Your instructions — Please set down exactly the lines of the listing below from the line containing "Target: sidewalk" through the line containing "Where can the red and", both lines included, leaving out all other lines.

The data —
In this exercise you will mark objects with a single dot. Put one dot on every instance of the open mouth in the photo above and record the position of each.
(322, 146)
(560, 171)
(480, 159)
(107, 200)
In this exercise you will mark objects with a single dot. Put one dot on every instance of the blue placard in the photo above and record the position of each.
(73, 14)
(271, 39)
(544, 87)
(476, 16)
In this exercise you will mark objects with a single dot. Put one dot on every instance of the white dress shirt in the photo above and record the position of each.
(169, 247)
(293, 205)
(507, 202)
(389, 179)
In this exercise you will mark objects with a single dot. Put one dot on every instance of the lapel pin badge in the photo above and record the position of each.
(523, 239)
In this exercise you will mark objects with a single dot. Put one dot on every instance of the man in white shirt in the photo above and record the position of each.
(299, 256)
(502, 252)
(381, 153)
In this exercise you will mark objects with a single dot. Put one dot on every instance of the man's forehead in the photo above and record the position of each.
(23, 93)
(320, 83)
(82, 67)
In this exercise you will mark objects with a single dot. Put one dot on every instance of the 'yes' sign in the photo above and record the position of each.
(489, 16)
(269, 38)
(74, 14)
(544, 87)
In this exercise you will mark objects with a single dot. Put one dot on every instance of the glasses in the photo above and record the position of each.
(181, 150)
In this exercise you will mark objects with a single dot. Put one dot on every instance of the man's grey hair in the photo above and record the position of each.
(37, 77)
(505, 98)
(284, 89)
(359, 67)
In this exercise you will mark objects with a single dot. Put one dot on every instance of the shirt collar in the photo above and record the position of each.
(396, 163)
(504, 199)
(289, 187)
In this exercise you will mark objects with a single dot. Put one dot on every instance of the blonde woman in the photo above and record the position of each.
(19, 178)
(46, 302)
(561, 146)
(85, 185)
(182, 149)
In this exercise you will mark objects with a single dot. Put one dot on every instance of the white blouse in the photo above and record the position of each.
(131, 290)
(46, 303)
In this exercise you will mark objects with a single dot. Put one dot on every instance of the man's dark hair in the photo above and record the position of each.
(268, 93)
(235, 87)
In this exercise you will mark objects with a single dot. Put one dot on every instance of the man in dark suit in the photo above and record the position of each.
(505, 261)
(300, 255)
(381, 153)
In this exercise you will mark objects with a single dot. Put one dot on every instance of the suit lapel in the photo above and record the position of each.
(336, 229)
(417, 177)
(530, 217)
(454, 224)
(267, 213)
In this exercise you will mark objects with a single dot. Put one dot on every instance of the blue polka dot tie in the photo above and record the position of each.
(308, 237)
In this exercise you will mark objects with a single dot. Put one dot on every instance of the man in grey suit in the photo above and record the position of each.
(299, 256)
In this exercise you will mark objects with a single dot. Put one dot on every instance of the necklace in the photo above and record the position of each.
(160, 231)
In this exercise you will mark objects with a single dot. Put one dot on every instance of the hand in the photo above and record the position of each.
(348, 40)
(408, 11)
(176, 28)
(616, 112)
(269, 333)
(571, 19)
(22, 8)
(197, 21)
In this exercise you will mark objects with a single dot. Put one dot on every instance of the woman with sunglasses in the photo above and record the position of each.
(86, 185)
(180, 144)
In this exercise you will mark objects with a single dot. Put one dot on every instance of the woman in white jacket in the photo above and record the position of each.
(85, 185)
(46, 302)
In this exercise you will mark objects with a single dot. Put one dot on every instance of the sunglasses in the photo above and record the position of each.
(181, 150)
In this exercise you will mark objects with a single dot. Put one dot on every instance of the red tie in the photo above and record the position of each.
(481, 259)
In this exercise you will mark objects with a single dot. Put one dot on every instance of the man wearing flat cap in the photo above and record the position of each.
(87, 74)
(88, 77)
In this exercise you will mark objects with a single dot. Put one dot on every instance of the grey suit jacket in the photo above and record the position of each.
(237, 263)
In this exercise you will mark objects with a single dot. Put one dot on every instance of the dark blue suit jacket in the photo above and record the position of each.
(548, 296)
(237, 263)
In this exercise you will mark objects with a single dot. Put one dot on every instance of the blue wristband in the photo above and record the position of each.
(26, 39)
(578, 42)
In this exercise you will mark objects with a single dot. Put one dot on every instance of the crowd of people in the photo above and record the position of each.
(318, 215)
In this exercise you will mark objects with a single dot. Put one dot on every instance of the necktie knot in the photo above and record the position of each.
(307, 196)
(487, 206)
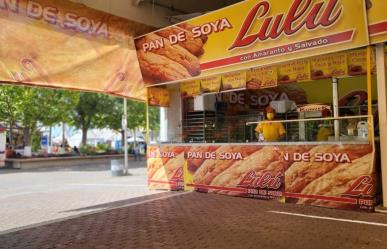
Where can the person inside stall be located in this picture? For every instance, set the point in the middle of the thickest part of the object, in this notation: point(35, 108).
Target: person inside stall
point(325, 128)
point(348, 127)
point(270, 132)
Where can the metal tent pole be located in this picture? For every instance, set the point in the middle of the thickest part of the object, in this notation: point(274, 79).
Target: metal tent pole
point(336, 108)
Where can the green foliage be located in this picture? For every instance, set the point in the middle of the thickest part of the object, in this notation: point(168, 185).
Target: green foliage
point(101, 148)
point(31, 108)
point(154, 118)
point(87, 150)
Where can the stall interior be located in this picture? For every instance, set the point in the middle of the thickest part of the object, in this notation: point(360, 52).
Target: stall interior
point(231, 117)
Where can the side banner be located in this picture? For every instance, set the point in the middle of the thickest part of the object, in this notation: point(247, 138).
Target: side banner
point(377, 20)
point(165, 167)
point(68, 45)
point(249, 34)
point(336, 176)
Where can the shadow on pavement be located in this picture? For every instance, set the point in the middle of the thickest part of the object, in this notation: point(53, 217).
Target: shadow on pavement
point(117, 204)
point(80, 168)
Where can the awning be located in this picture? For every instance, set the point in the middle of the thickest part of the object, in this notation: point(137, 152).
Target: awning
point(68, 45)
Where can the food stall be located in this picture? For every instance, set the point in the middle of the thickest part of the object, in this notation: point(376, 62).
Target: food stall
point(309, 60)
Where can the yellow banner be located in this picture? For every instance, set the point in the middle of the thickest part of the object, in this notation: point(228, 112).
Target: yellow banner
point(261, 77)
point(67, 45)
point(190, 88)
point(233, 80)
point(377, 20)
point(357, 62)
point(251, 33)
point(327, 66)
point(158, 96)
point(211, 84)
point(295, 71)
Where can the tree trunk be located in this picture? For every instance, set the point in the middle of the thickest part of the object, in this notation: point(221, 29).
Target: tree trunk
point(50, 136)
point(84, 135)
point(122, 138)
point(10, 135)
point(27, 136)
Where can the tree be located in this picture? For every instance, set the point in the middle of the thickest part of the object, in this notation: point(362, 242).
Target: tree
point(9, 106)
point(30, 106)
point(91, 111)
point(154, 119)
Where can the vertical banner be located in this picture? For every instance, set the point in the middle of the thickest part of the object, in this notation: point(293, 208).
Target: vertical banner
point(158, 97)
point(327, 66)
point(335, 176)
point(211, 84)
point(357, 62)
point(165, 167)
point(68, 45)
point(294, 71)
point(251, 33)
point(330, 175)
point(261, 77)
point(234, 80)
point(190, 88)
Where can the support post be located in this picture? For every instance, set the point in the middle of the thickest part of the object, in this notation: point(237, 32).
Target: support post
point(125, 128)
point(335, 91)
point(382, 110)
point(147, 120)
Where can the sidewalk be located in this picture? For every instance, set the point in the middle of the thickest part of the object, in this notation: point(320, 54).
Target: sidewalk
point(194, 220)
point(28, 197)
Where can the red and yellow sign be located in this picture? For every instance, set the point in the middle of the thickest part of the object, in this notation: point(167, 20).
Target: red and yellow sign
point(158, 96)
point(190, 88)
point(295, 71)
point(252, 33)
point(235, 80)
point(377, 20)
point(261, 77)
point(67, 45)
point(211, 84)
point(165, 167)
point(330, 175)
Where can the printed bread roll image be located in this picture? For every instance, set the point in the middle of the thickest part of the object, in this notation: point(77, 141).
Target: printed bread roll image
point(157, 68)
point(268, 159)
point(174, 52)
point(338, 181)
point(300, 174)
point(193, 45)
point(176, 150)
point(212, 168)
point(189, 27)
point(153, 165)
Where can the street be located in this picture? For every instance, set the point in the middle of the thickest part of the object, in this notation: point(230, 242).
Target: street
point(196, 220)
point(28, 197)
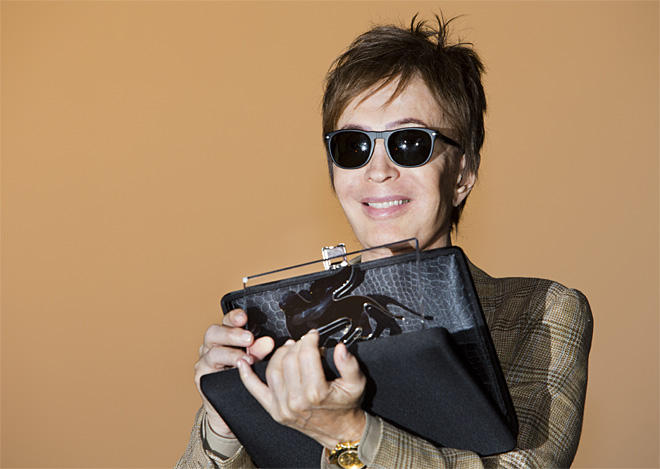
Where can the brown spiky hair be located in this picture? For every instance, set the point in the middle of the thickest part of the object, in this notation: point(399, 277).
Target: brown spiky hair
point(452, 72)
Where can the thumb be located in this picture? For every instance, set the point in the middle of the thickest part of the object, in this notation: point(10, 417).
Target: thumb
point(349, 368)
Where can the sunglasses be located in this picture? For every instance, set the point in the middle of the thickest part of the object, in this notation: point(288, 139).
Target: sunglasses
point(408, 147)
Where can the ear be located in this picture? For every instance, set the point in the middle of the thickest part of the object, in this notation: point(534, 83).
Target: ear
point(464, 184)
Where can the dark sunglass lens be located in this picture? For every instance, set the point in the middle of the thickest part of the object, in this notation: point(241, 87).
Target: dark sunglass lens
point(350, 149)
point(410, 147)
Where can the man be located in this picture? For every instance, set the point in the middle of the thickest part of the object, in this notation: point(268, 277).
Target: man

--

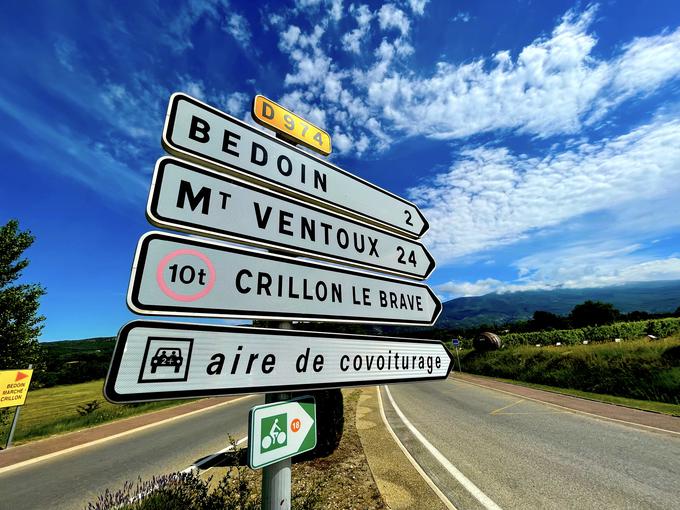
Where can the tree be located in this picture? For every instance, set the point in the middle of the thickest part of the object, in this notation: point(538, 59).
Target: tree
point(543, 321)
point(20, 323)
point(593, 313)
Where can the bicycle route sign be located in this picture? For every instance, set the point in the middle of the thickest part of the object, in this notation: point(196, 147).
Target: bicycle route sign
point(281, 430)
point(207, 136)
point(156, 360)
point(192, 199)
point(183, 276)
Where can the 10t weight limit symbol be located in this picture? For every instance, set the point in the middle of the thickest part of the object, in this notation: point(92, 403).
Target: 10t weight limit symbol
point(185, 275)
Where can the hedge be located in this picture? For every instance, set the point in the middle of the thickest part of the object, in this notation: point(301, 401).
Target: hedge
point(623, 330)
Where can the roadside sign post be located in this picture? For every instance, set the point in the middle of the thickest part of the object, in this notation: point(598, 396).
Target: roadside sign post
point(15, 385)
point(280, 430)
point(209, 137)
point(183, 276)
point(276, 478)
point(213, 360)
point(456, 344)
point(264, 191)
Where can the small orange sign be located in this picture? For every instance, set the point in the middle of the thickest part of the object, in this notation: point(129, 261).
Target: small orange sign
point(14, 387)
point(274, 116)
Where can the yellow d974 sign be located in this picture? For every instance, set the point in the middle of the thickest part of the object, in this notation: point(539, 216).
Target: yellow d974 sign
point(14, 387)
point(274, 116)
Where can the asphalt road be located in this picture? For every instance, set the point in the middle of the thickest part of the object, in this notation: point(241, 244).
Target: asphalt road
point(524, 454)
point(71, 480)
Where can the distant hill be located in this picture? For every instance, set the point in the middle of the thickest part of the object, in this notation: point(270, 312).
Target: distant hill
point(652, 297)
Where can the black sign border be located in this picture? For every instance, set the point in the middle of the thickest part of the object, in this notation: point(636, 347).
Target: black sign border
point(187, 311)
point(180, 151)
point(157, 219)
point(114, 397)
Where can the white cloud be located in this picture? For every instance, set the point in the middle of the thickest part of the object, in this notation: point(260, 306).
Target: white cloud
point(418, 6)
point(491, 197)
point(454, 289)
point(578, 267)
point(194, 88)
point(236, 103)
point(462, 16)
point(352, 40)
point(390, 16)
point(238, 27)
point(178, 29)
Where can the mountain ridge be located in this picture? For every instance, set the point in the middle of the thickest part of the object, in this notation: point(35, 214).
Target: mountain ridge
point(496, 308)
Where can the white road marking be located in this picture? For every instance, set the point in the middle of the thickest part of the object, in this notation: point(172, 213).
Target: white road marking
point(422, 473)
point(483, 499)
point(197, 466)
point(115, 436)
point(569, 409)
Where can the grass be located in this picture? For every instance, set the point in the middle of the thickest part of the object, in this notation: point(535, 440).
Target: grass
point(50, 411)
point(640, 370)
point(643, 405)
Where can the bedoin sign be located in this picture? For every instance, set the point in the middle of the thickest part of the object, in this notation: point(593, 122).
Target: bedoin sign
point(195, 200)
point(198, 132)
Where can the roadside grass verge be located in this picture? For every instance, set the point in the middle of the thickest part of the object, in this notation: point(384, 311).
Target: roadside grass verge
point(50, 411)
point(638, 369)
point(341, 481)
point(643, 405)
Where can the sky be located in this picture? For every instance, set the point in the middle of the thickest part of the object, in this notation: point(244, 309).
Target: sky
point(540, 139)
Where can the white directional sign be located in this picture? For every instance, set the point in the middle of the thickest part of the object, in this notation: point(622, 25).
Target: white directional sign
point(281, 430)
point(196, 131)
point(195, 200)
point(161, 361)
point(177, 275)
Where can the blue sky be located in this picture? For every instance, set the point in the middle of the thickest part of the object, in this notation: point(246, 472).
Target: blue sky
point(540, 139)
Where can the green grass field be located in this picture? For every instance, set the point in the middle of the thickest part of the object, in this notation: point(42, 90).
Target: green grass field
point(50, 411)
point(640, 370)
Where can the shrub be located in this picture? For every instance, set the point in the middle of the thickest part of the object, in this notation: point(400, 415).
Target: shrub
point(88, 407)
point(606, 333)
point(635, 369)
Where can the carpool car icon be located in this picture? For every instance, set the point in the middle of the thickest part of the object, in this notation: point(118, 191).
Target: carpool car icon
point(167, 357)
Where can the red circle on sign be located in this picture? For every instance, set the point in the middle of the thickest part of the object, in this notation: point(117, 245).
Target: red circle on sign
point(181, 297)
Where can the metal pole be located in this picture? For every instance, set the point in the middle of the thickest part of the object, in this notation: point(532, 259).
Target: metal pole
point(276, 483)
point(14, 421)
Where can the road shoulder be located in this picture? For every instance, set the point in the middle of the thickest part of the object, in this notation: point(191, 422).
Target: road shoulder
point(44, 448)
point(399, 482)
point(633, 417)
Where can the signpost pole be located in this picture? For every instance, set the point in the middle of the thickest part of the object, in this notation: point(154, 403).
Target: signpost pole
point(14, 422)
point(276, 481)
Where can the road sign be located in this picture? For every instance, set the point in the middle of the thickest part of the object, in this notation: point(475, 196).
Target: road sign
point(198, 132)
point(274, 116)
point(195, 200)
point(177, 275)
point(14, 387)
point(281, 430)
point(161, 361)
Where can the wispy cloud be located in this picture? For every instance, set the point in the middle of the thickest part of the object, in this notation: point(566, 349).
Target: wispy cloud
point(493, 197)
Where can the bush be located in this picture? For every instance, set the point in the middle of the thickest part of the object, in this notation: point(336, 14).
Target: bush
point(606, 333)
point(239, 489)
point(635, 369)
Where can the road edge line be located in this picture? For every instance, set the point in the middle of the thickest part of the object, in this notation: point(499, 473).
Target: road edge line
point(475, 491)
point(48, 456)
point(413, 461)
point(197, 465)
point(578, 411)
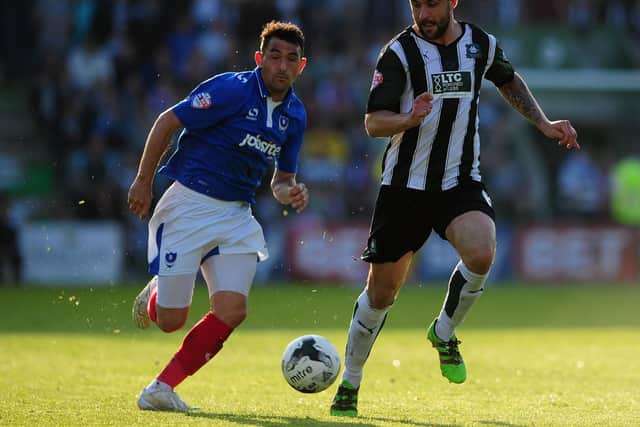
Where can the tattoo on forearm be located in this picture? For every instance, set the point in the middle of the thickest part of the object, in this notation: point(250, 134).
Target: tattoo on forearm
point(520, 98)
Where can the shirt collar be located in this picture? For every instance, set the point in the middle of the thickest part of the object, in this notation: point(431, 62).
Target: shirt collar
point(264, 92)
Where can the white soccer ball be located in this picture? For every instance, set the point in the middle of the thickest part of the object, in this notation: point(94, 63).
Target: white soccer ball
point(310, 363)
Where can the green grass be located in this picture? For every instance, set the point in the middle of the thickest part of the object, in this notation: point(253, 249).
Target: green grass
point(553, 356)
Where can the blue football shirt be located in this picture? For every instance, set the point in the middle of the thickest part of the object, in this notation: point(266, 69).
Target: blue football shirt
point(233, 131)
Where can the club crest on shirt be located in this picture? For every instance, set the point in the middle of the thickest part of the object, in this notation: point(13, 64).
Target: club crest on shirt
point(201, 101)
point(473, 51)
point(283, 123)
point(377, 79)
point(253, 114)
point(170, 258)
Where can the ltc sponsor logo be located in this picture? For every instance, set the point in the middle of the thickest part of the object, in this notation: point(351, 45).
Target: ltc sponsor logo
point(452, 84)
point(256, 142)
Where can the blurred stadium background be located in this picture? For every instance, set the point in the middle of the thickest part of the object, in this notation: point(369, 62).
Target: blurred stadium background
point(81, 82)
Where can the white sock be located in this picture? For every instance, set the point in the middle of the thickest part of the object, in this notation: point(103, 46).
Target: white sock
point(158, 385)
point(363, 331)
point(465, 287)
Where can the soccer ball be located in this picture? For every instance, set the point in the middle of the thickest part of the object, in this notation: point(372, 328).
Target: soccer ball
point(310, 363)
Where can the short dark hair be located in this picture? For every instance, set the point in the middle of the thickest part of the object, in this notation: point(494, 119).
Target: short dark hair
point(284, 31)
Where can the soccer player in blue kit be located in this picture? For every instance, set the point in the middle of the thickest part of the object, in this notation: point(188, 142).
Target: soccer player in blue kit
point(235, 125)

Completed task —
Target: sidewalk
point(194, 220)
point(28, 197)
Where can the red and yellow sign be located in this picture? For every instance, set the point in the middle of the thickest part of the object, in this notation: point(167, 20).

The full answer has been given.